PROBLEMS AND TASKS:
a - Edit the part of the service watchdog message starting with "If a single" and going on through "(s6-svstat -r $service).", replacing "readiness" with "availability".
b - In the service watchdog message, which command is given for polling for readiness from a watchdog service?
c - Continue the service watchdog message from its last line.

DOCUMENT SECTION:

------------------------------------------------------------------------

Re: Service watchdog

From: Laurent Bercot <ska-supervision_at_skarnet.org>
Date: Tue, 19 Oct 2021 09:47:09 +0000

>Yes, in my usecase this would be used at the place where sd_notify()
>is used if the service runs under systemd. Then periodically executed
>watchdog could check the service makes progress and react if it
>doesn't.
>
>The question is how to implement the watchdog then - it could be either
>a global service or another executable in service directory, which
>would be started periodically by runsv.

  If a single notification step is enough for you, i.e. the service
goes from a "preparing" state to a "ready" state and remains ready
until the process dies, then what you want is implemented in the s6
process supervisor: https://skarnet.org/software/s6/notifywhenup.html

  Then you can synchronously wait for service readiness
(s6-svwait $service) or, if you have a watchdog service, periodically
poll for readiness (s6-svstat -r $service).

  But that's only valid if your service can only change states once
(from "not ready" to "ready"). If you need anything more complex, s6
won't support it intrinsically.

  The reason why there isn't more advanced support for this in any
supervision suite (save systemd but even there it's pretty minimal)

------------------------------------------------------------------------

INFORMATION PROVIDED:
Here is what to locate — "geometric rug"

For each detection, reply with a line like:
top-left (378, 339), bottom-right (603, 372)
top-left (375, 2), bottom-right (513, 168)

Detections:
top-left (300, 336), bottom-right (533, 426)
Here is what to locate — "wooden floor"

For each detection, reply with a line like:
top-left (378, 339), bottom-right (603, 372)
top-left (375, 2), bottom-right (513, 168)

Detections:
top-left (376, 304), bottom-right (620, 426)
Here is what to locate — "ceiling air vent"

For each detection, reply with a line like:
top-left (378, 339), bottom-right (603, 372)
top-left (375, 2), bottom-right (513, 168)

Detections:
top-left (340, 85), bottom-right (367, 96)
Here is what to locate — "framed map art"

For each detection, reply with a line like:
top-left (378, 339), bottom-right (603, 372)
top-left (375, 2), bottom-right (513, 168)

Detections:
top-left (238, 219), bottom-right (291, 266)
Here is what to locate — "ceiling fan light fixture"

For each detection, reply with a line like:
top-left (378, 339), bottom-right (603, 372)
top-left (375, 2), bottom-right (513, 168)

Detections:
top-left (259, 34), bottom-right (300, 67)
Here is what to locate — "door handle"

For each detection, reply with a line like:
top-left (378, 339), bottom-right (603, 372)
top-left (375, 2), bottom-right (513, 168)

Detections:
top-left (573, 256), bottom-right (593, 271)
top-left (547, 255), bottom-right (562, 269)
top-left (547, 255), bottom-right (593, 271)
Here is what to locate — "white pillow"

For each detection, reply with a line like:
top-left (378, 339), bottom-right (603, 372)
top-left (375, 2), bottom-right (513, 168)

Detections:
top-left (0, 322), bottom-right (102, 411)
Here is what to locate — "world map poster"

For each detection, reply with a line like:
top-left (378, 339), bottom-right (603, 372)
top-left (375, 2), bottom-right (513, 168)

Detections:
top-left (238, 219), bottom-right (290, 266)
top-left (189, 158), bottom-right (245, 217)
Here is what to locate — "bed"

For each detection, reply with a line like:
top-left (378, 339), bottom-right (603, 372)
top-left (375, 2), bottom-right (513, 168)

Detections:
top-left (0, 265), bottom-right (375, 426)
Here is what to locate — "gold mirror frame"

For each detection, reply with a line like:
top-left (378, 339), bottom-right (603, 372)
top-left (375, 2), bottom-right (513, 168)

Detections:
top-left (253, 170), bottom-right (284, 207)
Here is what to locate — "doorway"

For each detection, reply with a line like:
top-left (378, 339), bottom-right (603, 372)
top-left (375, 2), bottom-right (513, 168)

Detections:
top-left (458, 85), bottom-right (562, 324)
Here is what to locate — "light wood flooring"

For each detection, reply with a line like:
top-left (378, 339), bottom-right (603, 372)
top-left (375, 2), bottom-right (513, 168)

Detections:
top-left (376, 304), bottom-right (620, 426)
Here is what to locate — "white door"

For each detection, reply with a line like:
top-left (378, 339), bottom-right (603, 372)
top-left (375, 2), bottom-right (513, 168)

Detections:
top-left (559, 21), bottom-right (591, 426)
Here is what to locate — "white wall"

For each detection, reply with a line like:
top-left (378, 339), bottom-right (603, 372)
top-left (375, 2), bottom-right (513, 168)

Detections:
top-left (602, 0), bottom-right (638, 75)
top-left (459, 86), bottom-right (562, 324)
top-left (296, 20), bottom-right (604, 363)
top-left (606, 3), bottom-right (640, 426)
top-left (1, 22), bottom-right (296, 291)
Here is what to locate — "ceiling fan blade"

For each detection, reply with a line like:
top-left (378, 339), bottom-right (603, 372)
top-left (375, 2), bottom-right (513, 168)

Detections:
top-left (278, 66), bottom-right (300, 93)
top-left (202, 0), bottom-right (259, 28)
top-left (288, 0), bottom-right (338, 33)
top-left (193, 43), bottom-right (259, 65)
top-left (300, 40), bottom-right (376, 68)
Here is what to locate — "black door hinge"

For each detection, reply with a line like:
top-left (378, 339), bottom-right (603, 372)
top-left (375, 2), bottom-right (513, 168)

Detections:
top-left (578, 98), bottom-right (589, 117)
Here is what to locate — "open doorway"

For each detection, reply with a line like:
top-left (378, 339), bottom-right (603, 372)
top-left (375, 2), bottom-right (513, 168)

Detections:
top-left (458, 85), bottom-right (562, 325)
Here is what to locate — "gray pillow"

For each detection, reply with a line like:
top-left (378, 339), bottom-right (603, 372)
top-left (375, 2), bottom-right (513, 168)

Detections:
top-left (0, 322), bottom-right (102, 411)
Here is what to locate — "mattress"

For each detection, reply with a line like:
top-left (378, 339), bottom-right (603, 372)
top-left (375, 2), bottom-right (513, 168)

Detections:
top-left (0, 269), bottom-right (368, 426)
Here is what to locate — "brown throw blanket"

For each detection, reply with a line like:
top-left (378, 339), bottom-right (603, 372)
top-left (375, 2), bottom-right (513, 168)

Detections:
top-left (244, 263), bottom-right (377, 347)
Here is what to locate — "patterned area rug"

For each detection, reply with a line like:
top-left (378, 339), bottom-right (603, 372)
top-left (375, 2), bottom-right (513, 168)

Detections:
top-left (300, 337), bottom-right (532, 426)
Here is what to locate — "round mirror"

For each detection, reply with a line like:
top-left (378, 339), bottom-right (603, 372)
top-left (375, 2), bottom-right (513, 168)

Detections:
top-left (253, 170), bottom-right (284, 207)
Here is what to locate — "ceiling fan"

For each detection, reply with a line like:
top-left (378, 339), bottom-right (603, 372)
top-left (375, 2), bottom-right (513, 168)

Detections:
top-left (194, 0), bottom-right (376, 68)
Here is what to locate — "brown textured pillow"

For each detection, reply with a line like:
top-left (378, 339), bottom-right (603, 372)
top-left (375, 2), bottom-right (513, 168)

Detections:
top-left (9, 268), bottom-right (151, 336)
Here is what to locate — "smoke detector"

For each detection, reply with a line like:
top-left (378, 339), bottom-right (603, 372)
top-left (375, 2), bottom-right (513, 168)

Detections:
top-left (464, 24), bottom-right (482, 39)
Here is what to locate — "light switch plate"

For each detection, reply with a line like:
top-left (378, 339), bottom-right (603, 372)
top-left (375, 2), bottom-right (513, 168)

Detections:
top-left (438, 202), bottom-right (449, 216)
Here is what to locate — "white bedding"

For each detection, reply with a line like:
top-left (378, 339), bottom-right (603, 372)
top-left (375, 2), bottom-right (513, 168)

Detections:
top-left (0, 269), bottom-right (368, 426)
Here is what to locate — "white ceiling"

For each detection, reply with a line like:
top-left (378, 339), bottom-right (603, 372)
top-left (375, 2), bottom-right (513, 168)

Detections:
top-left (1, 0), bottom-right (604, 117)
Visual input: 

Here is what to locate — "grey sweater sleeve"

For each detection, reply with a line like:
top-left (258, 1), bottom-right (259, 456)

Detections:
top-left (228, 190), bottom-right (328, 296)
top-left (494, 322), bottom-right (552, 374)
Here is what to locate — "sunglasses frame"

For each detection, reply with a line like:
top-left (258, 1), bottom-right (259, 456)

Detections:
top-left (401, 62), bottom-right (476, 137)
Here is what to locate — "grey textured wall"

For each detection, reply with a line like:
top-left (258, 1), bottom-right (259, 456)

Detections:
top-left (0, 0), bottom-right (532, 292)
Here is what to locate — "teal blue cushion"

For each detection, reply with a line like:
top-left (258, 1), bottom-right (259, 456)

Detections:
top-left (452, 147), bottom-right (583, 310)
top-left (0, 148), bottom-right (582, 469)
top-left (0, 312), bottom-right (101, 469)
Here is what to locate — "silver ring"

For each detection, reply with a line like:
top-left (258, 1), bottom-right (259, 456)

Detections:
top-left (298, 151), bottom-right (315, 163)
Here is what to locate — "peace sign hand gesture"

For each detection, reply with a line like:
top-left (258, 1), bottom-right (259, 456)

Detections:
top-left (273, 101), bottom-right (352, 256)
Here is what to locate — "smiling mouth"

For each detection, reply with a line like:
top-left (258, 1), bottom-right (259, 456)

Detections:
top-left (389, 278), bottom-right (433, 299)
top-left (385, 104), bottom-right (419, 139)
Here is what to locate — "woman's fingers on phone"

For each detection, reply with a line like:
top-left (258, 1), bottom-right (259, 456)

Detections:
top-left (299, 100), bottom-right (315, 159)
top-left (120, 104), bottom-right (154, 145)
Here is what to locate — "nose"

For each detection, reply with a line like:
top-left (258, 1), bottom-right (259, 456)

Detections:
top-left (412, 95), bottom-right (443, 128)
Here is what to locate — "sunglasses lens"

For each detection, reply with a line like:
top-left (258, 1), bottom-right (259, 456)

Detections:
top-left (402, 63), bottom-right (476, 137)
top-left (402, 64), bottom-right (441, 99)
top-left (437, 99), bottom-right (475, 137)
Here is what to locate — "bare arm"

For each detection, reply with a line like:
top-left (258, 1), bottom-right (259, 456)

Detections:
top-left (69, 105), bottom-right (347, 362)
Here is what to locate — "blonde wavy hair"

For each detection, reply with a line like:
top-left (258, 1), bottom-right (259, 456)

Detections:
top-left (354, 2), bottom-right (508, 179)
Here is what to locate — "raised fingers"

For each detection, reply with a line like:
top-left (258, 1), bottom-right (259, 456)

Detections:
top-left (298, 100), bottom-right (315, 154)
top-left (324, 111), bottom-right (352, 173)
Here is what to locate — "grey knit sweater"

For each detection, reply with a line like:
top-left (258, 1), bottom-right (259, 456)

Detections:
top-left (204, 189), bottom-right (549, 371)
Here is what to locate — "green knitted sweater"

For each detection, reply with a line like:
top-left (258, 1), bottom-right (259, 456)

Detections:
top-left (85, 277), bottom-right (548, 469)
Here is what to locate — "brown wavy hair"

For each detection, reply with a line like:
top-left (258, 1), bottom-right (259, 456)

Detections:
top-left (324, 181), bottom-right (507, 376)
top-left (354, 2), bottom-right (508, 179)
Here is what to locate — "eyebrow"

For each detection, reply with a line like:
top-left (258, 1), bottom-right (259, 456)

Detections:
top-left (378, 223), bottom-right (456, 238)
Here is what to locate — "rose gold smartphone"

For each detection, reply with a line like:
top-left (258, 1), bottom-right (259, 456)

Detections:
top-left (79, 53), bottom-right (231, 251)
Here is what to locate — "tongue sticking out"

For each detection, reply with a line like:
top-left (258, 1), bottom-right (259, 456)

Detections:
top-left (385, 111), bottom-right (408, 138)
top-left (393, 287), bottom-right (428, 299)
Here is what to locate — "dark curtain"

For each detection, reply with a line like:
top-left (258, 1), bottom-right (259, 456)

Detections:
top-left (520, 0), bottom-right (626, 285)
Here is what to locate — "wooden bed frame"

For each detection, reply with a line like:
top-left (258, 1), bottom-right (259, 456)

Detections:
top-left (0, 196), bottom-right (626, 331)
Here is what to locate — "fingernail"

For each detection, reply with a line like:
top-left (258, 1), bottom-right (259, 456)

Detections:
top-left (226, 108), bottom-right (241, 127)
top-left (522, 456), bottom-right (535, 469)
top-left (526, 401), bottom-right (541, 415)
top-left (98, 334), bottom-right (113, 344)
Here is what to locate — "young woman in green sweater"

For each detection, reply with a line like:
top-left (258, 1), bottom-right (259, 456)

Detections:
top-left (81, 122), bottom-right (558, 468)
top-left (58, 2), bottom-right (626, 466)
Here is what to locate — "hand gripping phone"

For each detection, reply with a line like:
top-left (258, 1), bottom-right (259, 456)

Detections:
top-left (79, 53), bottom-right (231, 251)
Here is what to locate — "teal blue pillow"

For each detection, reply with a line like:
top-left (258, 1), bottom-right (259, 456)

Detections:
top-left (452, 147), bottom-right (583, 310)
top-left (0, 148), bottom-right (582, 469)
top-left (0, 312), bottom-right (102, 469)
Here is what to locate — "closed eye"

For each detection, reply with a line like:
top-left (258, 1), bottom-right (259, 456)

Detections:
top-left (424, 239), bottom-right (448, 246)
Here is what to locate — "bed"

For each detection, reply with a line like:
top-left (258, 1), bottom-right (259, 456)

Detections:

------------------------------------------------------------------------

ANSWERS TO THE EXERCISES:
a -
If a single notification step is enough for you, i.e. the service
goes from a "preparing" state to a "ready" state and remains ready
until the process dies, then what you want is implemented in the s6
process supervisor: https://skarnet.org/software/s6/notifywhenup.html

  Then you can synchronously wait for service availability
(s6-svwait $service) or, if you have a watchdog service, periodically
poll for availability (s6-svstat -r $service).

b - s6-svstat -r $service

c -
is that service states other than "not ready yet" and "ready" are
very much service-dependent and it's impossible for a generic process
supervisor to support enough states for every possible existing service.
Daemons that need complex states usually come with their own
monitoring software that handles their specific states, with integrated
health checks etc.

  So my advice would be:
  - if what you need is just readiness notification, switch to s6.
It's very similar to runit and I think you'll find it has other
benefits as well. The drawback, obviously, is that it's not in busybox
and the required effort to switch may not be worth it.
  - if you need anything more complex, you can stick to runit, but you
will kinda need to write your own monitor for your daemon, because
that's what everyone does.

  Depending on the details of the monitoring you need, the monitoring
software can be implemented as another service (e.g. to receive
heartbeats from your daemon), or as a polling client (e.g. to do
periodic health checks). Both approaches are valid.

  Don't hack on runit, especially the control pipe thing. It will not
end well.
  (runit's control pipe feature is super dangerous, because it allows a
service to hijack the control flow of its supervisor, which endangers
the supervisor's safety. That's why s6 does not implement it; it
provides similar - albeit slightly less powerful - control features
via ways that never give the service any power over the supervisor.)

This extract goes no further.